Brief
Extract each line of the records containing the string "yellow", matching case exactly.

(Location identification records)
◇ ◇ ◇ ◇ ◇ ◇ ◇

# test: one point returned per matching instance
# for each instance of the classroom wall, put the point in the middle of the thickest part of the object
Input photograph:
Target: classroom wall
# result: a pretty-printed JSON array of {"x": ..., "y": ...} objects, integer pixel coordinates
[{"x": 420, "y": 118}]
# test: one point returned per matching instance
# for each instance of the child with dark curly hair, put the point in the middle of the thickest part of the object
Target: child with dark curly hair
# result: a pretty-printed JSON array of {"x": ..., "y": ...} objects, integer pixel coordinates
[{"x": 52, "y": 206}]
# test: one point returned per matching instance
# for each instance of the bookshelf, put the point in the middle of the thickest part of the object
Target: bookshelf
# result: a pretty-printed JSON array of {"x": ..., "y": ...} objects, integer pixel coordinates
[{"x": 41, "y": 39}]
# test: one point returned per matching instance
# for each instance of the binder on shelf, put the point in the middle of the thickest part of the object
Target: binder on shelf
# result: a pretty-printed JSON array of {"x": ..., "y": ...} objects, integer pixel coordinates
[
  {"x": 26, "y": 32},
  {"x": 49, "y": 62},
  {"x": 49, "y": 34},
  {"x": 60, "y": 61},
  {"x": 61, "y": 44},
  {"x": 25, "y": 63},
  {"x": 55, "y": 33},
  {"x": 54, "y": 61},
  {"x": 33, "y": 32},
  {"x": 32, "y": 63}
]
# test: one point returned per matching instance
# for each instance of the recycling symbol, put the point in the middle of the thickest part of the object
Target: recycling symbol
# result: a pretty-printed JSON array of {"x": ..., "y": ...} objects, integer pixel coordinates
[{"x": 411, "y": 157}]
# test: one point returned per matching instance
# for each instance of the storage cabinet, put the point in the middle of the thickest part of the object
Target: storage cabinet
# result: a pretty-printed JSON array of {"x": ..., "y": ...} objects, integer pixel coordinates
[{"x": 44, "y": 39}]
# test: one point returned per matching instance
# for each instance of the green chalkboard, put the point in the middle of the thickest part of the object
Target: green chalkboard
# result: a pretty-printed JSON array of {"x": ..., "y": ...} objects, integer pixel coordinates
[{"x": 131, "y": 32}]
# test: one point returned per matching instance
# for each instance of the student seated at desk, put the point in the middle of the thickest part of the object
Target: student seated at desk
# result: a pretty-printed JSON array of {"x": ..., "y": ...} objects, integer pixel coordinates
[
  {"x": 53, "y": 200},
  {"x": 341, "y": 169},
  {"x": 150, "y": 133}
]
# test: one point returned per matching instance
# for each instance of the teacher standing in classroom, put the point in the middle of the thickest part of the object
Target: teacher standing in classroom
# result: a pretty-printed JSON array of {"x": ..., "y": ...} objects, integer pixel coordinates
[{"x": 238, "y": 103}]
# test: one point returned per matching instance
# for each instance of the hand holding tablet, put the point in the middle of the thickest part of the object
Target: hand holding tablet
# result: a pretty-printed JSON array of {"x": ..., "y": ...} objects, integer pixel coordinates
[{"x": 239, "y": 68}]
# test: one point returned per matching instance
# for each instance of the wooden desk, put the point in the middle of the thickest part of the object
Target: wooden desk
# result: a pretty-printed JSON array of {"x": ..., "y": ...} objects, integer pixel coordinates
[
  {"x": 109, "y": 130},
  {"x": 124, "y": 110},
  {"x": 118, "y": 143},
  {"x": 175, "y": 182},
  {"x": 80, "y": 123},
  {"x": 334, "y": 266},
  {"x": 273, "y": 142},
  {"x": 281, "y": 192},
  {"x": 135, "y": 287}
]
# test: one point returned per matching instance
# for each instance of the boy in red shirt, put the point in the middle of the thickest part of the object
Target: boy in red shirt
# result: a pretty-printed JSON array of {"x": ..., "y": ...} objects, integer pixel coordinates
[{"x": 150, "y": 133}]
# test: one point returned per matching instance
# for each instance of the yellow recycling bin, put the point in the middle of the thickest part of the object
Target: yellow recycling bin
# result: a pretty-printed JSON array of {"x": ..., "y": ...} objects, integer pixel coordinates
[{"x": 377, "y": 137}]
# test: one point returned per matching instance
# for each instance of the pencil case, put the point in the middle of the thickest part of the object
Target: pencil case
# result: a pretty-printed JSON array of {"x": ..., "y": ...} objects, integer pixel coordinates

◇ ◇ ◇ ◇ ◇ ◇ ◇

Correct answer
# for each instance of the yellow recycling bin, put the point in the middle of the thickest part of the object
Target: yellow recycling bin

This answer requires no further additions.